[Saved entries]
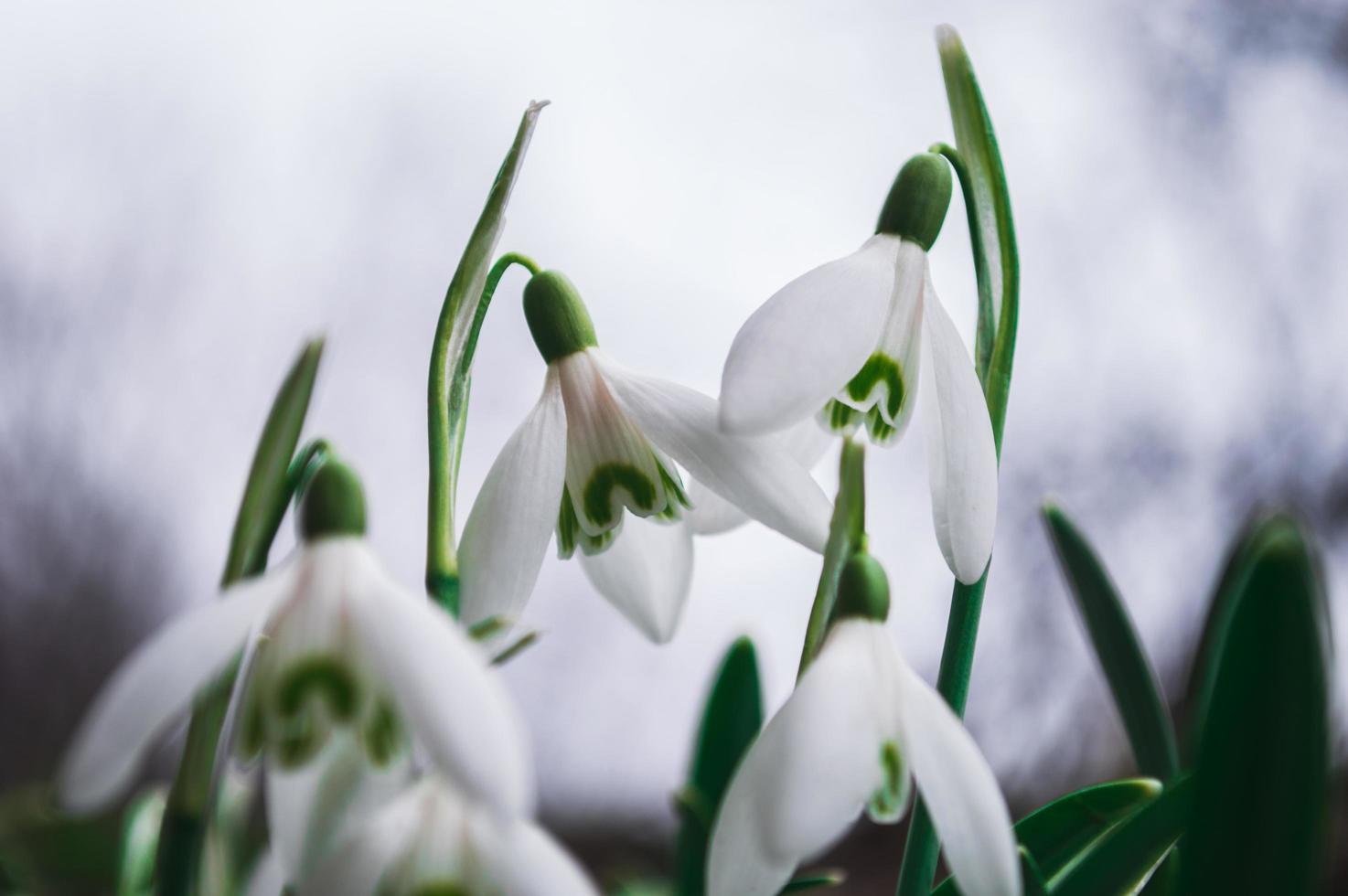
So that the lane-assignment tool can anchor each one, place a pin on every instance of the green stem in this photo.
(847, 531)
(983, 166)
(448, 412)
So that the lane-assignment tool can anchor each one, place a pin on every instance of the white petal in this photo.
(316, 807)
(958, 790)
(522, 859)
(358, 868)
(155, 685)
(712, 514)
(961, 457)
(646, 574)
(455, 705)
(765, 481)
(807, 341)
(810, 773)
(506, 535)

- _Exercise details_
Extract every line from the one containing "petal in this photo." to the end of the entries, including both of those lines, exactly as given and with nothing added.

- _Response for this exercise_
So that the lane-assignment tool can anchor each one, place a pin on every instance of the white petal in this photo.
(316, 807)
(958, 790)
(522, 859)
(358, 868)
(155, 685)
(712, 514)
(961, 457)
(646, 574)
(455, 705)
(765, 481)
(807, 341)
(810, 773)
(506, 535)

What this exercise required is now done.